The downside is, at any given point, we don't know which sprint will go out first, thus date-based, or ordinal naming is useless.
Thus we went for the 'colourful but meaningless' approach and named our sprints after moons in the solar system (there are quite a lot!). The names themselves don't convey anything, but its a very useful way to be able to talk about a collection of features, enhancements and fixes in a way that everyone involved can relate to. I take issue with the assertion that your sprint name HAS to mean something - in our case its simply a logical grouping.
We've ran with this system for over two years, over something like fifty point releases, and it works very, very well.
For example, we currently have sprints 'Phoebe' and 'Ceres' in development - the project plan calls for Phoebe to become the next point release (1.80.0) but there are no guarantees, and we remain agile enough to change the planned order of releases, with minimal impact on delivery. Thus we may find problems with Phoebe in the QA cycle that delays it, and Ceres will go out as 1.80.0, and Phoebe will (probably!) become 1.81.0.
To echo CodeGnome a little, I would also say that naming sprints is a bad idea. They are ephemeral. Once a sprint has completed you may wish to gather the completed stories into a record for later use in completing user documentation, but aside from that there is nothing to be gained from remembering any particular sprint, and naming them would give them too much significance.
What may work more effectively and be a better focus for your team is to look at the goals of the release that the sprint is part of and keep those goals in mind. Having a release name is a time-honored tradition since before agile methods. It forgoes tying the stories of any one sprint to any significance, however it does emphasize that all the stories in the backlog for the release are necessary before declaring victory.
I use "Sprint N: Sprint Goal", restarting the count after every release.
In practice, we often use only the number, but the number+goal is helpful when reporting over a longer scale, or looking back over the past few months to see where we've put our effort when prioritizing for future sprints.
Though there is no right or wrong answer to this question, I have found it useful to use the last day of the sprint as the unique identifier for the sprint name.
As as example, if a sprint ends on 03/28/2016, I would name the sprint as: Sprint 20160328
I have found that this works very well for the purposes of: (1) giving the sprint a name that provides useful information about the sprint rather then some arbitrary number (2) using a date ensures uniqueness within the context of an individual project
Note: I never coach embedding elements of the program or project name in the sprint name itself. Topologically, it's cleaner to let the project and/or program exist at a level well above the work time box label.

What this exercise asks:
[A] Answer these questions from the text on naming sprints:
(i) What did the team that rejected date-based naming name its sprints after?
(ii) For how long has that team used its naming system?
(iii) What name would a sprint ending on 03/28/2016 receive under the date-based scheme?
[B] Render this sentence from the text on naming sprints in Spanish: "Having a release name is a time-honored tradition since before agile methods."
[C] Write a further paragraph for the text on naming sprints, picking up after its final sentence.
The listing that comes next is separate material, unrelated to the text on naming sprints.

Saved entries:
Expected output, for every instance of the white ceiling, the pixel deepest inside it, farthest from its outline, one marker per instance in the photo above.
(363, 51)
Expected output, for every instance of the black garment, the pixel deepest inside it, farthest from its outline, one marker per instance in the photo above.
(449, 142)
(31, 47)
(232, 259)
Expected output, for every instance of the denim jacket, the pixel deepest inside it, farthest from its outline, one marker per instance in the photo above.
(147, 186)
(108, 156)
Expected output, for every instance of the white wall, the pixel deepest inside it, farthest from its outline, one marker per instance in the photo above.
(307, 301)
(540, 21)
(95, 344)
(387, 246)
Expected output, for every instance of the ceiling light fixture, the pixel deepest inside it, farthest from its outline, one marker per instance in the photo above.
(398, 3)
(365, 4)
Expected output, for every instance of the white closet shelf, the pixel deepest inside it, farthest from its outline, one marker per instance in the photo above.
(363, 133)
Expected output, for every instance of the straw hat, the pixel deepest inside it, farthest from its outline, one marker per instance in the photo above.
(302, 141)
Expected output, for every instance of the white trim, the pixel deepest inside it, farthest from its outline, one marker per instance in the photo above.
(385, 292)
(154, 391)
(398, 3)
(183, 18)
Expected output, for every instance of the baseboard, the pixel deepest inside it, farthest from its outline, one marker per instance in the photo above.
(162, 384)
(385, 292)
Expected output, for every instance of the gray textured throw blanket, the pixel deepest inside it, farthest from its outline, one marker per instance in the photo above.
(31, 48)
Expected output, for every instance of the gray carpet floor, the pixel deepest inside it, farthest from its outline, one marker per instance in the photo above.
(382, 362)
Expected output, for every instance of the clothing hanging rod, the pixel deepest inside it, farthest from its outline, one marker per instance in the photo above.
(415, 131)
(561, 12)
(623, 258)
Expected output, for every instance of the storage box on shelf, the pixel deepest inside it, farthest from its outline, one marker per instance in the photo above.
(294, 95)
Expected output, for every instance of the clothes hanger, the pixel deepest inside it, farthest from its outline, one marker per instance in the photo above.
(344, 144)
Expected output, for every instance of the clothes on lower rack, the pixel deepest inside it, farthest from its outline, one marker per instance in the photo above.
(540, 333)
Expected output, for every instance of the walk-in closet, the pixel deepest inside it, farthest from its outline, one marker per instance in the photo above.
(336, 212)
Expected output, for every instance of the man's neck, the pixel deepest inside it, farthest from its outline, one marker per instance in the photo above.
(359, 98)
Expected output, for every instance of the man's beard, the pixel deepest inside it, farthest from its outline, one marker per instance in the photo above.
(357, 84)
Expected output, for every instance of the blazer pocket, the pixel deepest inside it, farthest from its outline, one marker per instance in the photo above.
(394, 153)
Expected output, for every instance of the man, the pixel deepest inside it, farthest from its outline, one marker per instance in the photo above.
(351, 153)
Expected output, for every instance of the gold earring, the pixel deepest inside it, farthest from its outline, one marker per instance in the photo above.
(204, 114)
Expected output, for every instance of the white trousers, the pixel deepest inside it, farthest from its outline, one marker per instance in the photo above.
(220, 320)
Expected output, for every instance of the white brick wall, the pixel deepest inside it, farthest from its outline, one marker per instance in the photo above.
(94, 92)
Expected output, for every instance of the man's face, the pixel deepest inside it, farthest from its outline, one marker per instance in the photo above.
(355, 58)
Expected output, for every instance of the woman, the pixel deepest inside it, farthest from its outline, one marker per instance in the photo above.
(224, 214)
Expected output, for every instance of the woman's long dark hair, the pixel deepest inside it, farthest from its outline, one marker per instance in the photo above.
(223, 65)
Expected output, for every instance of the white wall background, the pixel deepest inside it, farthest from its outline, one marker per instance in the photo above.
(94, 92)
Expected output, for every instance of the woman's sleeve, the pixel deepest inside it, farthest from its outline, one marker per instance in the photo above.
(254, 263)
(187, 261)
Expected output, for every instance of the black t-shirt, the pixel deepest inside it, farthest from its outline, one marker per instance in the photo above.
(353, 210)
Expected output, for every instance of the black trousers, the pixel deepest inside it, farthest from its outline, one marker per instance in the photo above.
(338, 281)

Outputs by task:
[A]
(i) Moons in the solar system.
(ii) Over two years, across something like fifty point releases.
(iii) Sprint 20160328.

[B] Tener un nombre de versión es una tradición consagrada desde antes de los métodos ágiles.

[C]
If you have project divided into Milestones (1,2 ...5), you can name the Sprints inside each milestone to correspond to Milestone your are working on and the # of sprint in that Milestone.
For example if you are working on Milestone 1 - your sprints can be named Sprint 1.1 ; Sprint 1.2; for Milestone 2 - Sprint 2.1; Sprint 2.2
This way you have a reference point to a Milestone and functionality executed.
I advise not to fret over such small details. The idea of SCRUM is to reduce waste and be agile. Find a simpler way and stick to it. I use the following format so that I do not have to think about naming.
Sprint X - From to To
where
- X - Sprint number (e.g. 15)
- From - Short start date (e.g. 19 Mar)
- To - Short end date (e.g. 2 May)
The name of the Sprint doesn't have any impact on or make any difference to your process. But it is recommended to use numbers such as Sprint 1, Sprint 2, etc. for ease of tracking.
For a large project you may have 30 or 40 sprints. In that case it will be difficult to identify the sprints if you give them fancy names. So its better to name using numbers (Sprint 1, Sprint 2, etc.).
I work with diferent teams and we have parallel sprints for different apps. It turned really hard to differentiate several Sprints with differents numbers.
So we implemented the following structure to our Sprint names:
< Sprint > < Year > < Month > < (Version) >
The "(Version)" is optional because even if we do monthly sprints we do a Release every 3 Months. In this case 3 Sprints might belong to one Release.
If it would help, you could also use the Sprint Goal or product name. I don't use the goal or product name because my Sprints belong to a product and that's already mapped in the system.
We just started new sprint naming type that looks like 'YYYY-QX-X/6'.
2018-Q4-5/6.
We are setting quarterly team goals. This naming type makes feel a deadline.
I think a "common name" in parens behind whatever non-memorable number system you use is fine and beneficial, if not fun. They could even correlate to the number. before: 2021W31 after: 2021W31(Reggie)
Do not name the sprints in Scrum, it is pointless!
What's the value in doing so? NONE Is the Scrum guide recommending it or somewhat suggesting it? NO Is it part of any artifact? NO
Sprints have names because bloody Jira added that functionality, but certainly and to avoid confusion, the sprint name must be autogenerated, 1, 2, 3, etc...
The important information about the sprint is already part of it and once is finished, that information still persisted, like the goal, length, start date, end date, etc...
If I want to find a sprint I would do it either by starting date or goal. Ultimately, we can check a task of which, the sprint interest us and check the Sprints field (in Jira), and you can find it...
Neither the Product owner, the scrum master nor the developers, anyone cares about the name of the Sprint... ONLY JIRA DOES!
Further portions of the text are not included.